#### CHALLENGE
Write out every one of the lines below character for character, changing nothing.

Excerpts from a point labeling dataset
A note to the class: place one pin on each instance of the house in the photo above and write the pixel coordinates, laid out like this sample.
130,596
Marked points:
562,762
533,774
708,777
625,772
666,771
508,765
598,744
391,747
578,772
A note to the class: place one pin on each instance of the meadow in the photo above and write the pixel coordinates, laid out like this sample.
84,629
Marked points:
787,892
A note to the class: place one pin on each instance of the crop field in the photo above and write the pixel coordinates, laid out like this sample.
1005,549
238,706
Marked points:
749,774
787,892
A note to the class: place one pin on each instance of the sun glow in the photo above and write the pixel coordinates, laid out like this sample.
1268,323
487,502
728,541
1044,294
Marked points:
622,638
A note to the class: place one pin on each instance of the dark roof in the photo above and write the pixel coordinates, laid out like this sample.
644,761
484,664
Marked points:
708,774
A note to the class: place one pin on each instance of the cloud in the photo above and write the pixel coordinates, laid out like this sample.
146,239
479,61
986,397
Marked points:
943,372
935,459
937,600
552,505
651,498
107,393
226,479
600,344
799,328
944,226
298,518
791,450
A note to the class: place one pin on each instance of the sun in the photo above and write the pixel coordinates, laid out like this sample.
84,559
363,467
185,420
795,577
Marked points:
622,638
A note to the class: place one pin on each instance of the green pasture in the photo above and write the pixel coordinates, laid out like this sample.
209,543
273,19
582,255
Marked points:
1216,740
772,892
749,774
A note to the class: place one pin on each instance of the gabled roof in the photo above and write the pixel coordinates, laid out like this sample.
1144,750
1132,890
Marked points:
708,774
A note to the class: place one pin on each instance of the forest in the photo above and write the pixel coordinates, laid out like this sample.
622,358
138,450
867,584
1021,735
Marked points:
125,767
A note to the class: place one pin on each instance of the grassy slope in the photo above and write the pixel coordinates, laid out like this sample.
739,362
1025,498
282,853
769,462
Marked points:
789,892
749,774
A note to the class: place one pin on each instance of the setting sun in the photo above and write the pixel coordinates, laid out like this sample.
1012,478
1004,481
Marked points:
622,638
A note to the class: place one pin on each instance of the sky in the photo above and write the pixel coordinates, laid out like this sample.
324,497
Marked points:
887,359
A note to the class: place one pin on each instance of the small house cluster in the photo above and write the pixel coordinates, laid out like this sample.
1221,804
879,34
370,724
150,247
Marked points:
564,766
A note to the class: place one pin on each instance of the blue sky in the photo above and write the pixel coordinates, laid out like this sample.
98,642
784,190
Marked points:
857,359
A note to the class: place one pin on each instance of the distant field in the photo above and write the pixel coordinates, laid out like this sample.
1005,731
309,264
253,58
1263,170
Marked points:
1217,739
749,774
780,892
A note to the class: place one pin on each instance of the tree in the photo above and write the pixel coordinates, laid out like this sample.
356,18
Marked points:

#### TASK RESULT
A note to the class: place one pin on each instance of the house in the photo above and write the pixel coordinates, laid out like this sample.
130,596
Marked points:
562,762
533,774
708,777
625,772
666,771
508,765
598,744
391,747
578,772
A note to the class: place one pin on each instance of the meadow in the photo above and write the pixel coordinates, laid out like this sample.
84,629
Marked points:
787,892
A note to the class: place one pin on each instance of the crop field in the photo above and write the pixel coordinates, laid out like this sample.
1005,549
238,706
Marked points:
749,774
787,892
A note to the class: place one pin on each instance of the sun glow in the photo above and write the pixel coordinates, laid out like this sample.
1268,323
487,502
728,541
1044,294
Marked points:
622,638
A note to the class: place one pin on each instance of the dark roof in the photo above and write the pixel coordinates, laid out like this sample.
644,761
484,664
Marked points:
708,774
A note to the class: place one pin on each instance of the cloud in the photo above and write the pixel coordinates, laid out like this sample.
146,239
479,61
986,397
Marked points:
943,372
935,459
937,600
552,505
651,498
107,393
226,479
600,344
799,328
944,226
298,518
791,450
A note to the class: place one pin on each instance of the sun in the photo above and write the pixel coordinates, laid out like this sample.
84,559
363,467
185,420
795,577
Marked points:
622,638
A note to the class: place one pin on each instance of the green pasture in the photo above and write the pixel coordinates, laid out like this sample.
209,543
273,19
582,255
Marked points:
1216,740
772,892
749,774
A note to the class: place one pin on each instance of the gabled roof in the photo above and write the pixel coordinates, laid out like this sample.
1144,750
1132,890
Marked points:
708,774
A note to the class: place one pin on each instance of the forest in the photo above and write the pixel coordinates, laid out like this sample.
622,358
138,450
867,584
1021,735
Marked points:
125,767
A note to the class: place one pin on each instance of the grassy slope in the photo above and write the pixel coordinates, laid out like this sample.
739,362
1025,498
282,853
769,462
Marked points:
789,892
749,774
A note to the class: place one pin on each instance of the setting sun in the photo above and write the pixel coordinates, laid out like this sample.
1012,478
1004,481
Marked points:
622,638
A note to the class: place one pin on each instance of the sky in the photo above and write the pixel coordinates, laid out like this sample.
324,497
Marked points:
887,359
A note to the class: place one pin on each instance of the small house cluster in the photo above and write the pixel coordinates, laid out like this sample.
1221,804
879,34
370,724
150,247
Marked points:
564,766
A note to the class: place one pin on each instance of the blue sky in the photo above and write the pixel coordinates, laid out like this sample.
98,642
784,190
Marked points:
857,359
A note to the class: place one pin on each instance of the distant field in the photo above and write the pixel coordinates, laid out like this sample.
1005,731
309,264
253,58
1263,170
Marked points:
1217,739
749,774
780,892
A note to the class: place one pin on each instance of the tree in the photo above and write the pixel coordinates, laid out like this sample.
356,18
Marked points:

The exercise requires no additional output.